• [Task details] Rewrite the records below with "front paw" replaced by "hind paw" wherever it occurs, leaving every other character unchanged.

• [Entries supplied]
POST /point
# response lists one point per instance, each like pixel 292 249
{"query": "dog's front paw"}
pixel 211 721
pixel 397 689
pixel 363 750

• [Worked answer]
POST /point
# response lists one point per instance, each like pixel 292 249
{"query": "dog's hind paw"}
pixel 211 721
pixel 397 689
pixel 363 750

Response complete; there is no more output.